(Referring expression data)
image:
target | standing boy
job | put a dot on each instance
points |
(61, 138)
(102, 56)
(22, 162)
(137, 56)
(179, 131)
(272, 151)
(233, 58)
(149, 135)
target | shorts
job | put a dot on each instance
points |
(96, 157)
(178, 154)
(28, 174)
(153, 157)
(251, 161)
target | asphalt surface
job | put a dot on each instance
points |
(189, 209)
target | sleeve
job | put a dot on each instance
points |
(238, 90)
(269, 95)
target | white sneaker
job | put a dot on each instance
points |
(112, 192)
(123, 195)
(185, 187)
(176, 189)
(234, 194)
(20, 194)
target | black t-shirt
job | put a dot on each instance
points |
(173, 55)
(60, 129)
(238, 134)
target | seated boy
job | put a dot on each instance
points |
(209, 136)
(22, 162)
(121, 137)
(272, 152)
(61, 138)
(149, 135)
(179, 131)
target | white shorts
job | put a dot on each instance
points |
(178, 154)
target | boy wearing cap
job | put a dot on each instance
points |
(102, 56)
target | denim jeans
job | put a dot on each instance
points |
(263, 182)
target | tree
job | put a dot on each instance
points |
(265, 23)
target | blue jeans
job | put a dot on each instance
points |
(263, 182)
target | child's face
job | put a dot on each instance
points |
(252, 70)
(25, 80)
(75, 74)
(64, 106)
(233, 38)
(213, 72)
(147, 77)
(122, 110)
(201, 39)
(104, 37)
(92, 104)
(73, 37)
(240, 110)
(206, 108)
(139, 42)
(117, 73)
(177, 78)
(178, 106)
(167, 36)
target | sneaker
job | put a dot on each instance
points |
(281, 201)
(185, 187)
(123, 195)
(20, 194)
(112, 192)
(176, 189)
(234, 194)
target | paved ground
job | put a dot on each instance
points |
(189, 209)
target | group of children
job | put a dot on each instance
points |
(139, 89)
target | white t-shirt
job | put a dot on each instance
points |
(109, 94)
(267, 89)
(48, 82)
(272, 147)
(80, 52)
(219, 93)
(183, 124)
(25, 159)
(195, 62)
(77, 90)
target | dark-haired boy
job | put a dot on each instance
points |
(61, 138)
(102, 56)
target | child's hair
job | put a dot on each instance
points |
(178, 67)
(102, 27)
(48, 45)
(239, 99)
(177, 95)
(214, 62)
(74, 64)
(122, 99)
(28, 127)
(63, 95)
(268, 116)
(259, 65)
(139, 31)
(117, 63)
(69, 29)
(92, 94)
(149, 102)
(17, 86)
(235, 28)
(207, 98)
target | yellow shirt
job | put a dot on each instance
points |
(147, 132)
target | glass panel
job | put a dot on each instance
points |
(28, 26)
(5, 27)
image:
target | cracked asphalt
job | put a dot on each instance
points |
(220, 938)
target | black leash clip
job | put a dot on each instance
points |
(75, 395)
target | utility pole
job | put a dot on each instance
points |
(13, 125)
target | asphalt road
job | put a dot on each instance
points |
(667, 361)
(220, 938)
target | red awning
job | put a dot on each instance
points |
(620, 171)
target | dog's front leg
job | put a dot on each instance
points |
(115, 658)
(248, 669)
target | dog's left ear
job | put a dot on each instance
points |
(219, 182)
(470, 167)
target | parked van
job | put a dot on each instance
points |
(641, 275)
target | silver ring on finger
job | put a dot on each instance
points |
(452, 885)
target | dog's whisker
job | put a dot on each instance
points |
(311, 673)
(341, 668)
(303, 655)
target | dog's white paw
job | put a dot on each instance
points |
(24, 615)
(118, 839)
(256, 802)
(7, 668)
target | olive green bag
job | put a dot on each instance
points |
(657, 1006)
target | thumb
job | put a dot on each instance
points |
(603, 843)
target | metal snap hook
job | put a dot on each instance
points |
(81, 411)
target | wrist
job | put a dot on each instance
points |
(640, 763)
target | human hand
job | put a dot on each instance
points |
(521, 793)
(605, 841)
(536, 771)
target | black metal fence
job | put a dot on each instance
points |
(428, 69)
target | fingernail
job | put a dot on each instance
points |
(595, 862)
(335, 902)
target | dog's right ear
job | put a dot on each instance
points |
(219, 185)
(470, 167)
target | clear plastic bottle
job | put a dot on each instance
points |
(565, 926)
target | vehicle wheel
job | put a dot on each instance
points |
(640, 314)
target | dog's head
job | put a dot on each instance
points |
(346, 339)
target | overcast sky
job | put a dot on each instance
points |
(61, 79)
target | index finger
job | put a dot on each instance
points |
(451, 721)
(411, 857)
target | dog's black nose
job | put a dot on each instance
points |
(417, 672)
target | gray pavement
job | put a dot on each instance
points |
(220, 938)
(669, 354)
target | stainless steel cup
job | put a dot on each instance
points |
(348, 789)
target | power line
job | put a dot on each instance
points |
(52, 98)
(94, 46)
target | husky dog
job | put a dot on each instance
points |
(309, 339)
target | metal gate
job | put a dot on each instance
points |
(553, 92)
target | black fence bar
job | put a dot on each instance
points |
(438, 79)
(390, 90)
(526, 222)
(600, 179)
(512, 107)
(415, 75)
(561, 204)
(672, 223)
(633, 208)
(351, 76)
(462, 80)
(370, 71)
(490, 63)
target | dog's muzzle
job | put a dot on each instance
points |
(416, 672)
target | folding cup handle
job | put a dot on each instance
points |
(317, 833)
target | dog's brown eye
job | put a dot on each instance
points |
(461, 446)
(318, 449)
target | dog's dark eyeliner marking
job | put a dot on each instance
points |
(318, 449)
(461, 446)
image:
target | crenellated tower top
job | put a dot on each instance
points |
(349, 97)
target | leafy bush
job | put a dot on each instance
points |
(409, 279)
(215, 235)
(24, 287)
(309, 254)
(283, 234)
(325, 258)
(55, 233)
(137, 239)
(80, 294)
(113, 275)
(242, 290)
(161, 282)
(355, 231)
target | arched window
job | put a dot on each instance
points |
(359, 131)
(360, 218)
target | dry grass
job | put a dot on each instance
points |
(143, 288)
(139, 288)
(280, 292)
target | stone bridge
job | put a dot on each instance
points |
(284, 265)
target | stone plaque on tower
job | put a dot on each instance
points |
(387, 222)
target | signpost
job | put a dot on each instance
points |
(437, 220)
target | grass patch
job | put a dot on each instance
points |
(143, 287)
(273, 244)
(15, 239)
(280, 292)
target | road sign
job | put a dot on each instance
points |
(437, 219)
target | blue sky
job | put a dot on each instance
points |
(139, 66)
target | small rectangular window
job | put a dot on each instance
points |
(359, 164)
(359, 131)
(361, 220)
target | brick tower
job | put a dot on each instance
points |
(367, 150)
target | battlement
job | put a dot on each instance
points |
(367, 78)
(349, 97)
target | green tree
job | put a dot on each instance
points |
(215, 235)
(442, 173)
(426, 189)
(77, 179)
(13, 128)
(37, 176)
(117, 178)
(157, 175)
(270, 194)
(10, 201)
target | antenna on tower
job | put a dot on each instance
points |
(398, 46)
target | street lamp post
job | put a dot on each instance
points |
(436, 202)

**Exercise:** Every entry must be duplicated exactly as it stands.

**Answer to the exercise:**
image:
target | standing boy
job | put a dot on each instance
points |
(61, 138)
(102, 56)
(22, 162)
(137, 56)
(179, 131)
(272, 151)
(233, 58)
(149, 135)
target | shorts
job | put a dot on each instance
points |
(96, 157)
(178, 154)
(28, 174)
(153, 157)
(251, 161)
target | asphalt surface
job | put a dot on each instance
points |
(189, 209)
target | sleeve
job | put a dot on each instance
points |
(238, 90)
(269, 95)
target | white sneaker
job | put a dot on each instance
points |
(112, 192)
(123, 195)
(185, 187)
(176, 189)
(234, 194)
(20, 194)
target | black t-shirt
job | put a dot on each instance
points |
(173, 55)
(60, 129)
(238, 134)
target | seated boy
job | put a dot on each instance
points |
(209, 136)
(22, 162)
(121, 137)
(272, 152)
(61, 138)
(149, 135)
(179, 131)
target | white shorts
job | put a dot on each instance
points |
(178, 154)
target | boy wearing cap
job | put a dot on each instance
points |
(102, 56)
target | denim jeans
job | put a dot on each instance
points |
(263, 182)
target | tree
job | put a dot on each instance
points |
(265, 23)
target | blue jeans
job | put a dot on each instance
points |
(263, 182)
target | child's face
job | put a dot on each instance
points |
(252, 70)
(25, 80)
(75, 74)
(64, 106)
(233, 38)
(213, 72)
(147, 77)
(122, 110)
(201, 39)
(104, 37)
(92, 104)
(73, 37)
(240, 110)
(206, 108)
(139, 42)
(117, 73)
(177, 78)
(178, 106)
(167, 36)
target | sneaker
job | put a dot on each instance
points |
(281, 201)
(185, 187)
(123, 195)
(20, 194)
(112, 192)
(176, 189)
(234, 194)
target | paved ground
job | put a dot on each instance
points |
(189, 209)
target | group of children
job | put a dot on each instance
points |
(139, 89)
target | white t-shirt
job | put a dot on each instance
points |
(109, 94)
(267, 89)
(48, 82)
(272, 147)
(80, 52)
(219, 93)
(183, 124)
(25, 159)
(195, 62)
(77, 90)
target | dark-haired boy
job | put a dot on each instance
points |
(61, 138)
(102, 56)
target | child's hair
job | put a dot on each instance
points |
(178, 67)
(102, 27)
(48, 45)
(239, 99)
(177, 95)
(214, 62)
(74, 64)
(122, 99)
(28, 127)
(63, 95)
(268, 116)
(259, 65)
(139, 31)
(117, 63)
(69, 29)
(92, 94)
(149, 102)
(17, 86)
(235, 28)
(207, 98)
target | yellow shirt
job | put a dot on each instance
points |
(147, 132)
target | glass panel
job | put a dot on each instance
points |
(28, 26)
(5, 27)
image:
target | cracked asphalt
job | put a dot on each instance
points |
(220, 938)
target | black leash clip
job | put a dot on each instance
points |
(75, 395)
target | utility pole
job | put a dot on each instance
points |
(13, 125)
target | asphalt road
job | put a dot on each instance
points |
(667, 361)
(220, 938)
target | red awning
job | put a dot on each instance
points |
(620, 171)
target | dog's front leg
job | put a dot on each instance
points |
(115, 658)
(248, 669)
target | dog's left ear
job | put a dot on each instance
points |
(219, 182)
(470, 167)
target | parked van
job | put a dot on each instance
points |
(641, 275)
target | silver ring on finger
job | put a dot on each instance
points |
(452, 885)
target | dog's whisker
job | put a dot on each instance
points |
(311, 673)
(341, 668)
(303, 655)
target | dog's white paw
job | put a dot on each instance
points |
(24, 615)
(118, 839)
(256, 802)
(7, 668)
target | olive green bag
job | put a dot on each instance
points |
(657, 1006)
target | thumb
job | put a dot on each instance
points |
(603, 843)
target | metal snap hook
job | put a dot on each instance
points |
(81, 411)
target | wrist
job | put a dot on each instance
points |
(640, 763)
target | human hand
job | put a dot on each instance
points |
(521, 793)
(605, 841)
(536, 771)
target | black metal fence
job | put a dot on each instance
points |
(428, 69)
target | fingernail
job | put a dot on each instance
points |
(595, 862)
(335, 902)
target | dog's right ear
job | put a dot on each instance
points |
(219, 185)
(470, 167)
target | clear plastic bottle
job | put a dot on each instance
points |
(565, 926)
target | vehicle wheel
job | put a dot on each instance
points |
(640, 314)
target | dog's head
job | put a dot on each instance
points |
(346, 339)
target | overcast sky
job | put a dot on each instance
points |
(61, 79)
target | index finger
job | put a dot on each instance
points |
(451, 721)
(411, 857)
target | dog's black nose
job | put a dot on each instance
points |
(417, 672)
target | gray pavement
job | put a dot on each instance
points |
(220, 938)
(669, 354)
target | stainless steel cup
job | put a dot on each instance
points |
(348, 789)
target | power line
job | put a dot on each instance
points |
(52, 98)
(94, 46)
target | husky dog
job | put a dot on each instance
points |
(309, 339)
target | metal gate
job | put a dot on each instance
points |
(553, 92)
target | black fence bar
job | put a dot on each instance
points |
(438, 79)
(390, 90)
(526, 222)
(600, 179)
(512, 107)
(415, 75)
(561, 204)
(672, 223)
(633, 208)
(351, 76)
(462, 80)
(370, 71)
(490, 63)
target | dog's muzzle
job | put a dot on each instance
points |
(416, 672)
target | folding cup handle
job | put a dot on each instance
points |
(317, 833)
target | dog's brown eye
job | put a dot on each instance
points |
(461, 446)
(318, 449)
target | dog's dark eyeliner marking
job | put a dot on each instance
points |
(318, 449)
(461, 446)
image:
target | crenellated tower top
job | put a dot on each instance
points |
(349, 97)
target | leafy bush
job | put a dot on each instance
points |
(409, 279)
(215, 235)
(24, 287)
(309, 254)
(283, 234)
(325, 258)
(55, 233)
(137, 239)
(80, 294)
(113, 275)
(242, 290)
(161, 282)
(355, 231)
target | arched window
job | put a dot on each instance
points |
(359, 131)
(360, 218)
target | dry grass
job | put a dot on each instance
points |
(143, 288)
(139, 288)
(280, 292)
target | stone bridge
job | put a dot on each instance
points |
(284, 265)
target | stone plaque on tower
job | put a dot on each instance
points |
(387, 222)
target | signpost
job | put a dot on each instance
points |
(437, 220)
target | grass patch
job | put a dot on each instance
points |
(143, 287)
(273, 244)
(15, 239)
(280, 292)
target | road sign
job | put a dot on each instance
points |
(437, 219)
target | blue sky
job | put a dot on each instance
points |
(139, 66)
target | small rectangular window
job | put a dot on each instance
points |
(359, 164)
(359, 131)
(361, 220)
target | brick tower
job | put a dot on each instance
points |
(367, 150)
target | battlement
job | put a dot on each instance
points |
(367, 78)
(349, 97)
target | green tree
job | put a dot on each instance
points |
(215, 235)
(442, 173)
(426, 189)
(77, 179)
(13, 128)
(37, 176)
(117, 178)
(157, 175)
(270, 194)
(10, 201)
target | antenna on tower
job | put a dot on each instance
points |
(398, 46)
target | street lamp post
job | put a dot on each instance
points |
(436, 202)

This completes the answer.